▶ **What is required**
Copy out each of the following records word for word, leaving out the pictures.

▶ **Records shown**

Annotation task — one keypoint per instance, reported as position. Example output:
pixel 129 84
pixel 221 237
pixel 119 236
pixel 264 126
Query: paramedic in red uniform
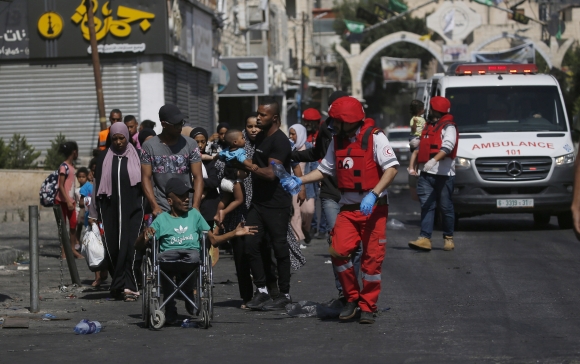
pixel 436 159
pixel 365 165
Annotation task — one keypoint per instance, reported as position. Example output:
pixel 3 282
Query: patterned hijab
pixel 133 163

▶ **The reply**
Annotation task — one keypoint per instance, reported as position. Example output:
pixel 129 84
pixel 221 237
pixel 119 236
pixel 264 126
Query: paramedic in red uniform
pixel 436 159
pixel 365 165
Annotation task — one keypoint per instance, reported as position. Example output:
pixel 3 282
Query: patterned hijab
pixel 133 163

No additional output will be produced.